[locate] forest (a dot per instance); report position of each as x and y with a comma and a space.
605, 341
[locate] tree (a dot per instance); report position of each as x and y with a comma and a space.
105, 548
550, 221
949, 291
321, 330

▬▬▬▬▬▬▬▬▬▬

* The problem
Only these are to be transcribed: the line with "[locate] tree (a" and every line after it through the last line of the entries, each exactly.

* Written answer
[locate] tree (a dot per instance); report position of each as x and y with a comma and a space.
105, 548
550, 221
949, 291
321, 330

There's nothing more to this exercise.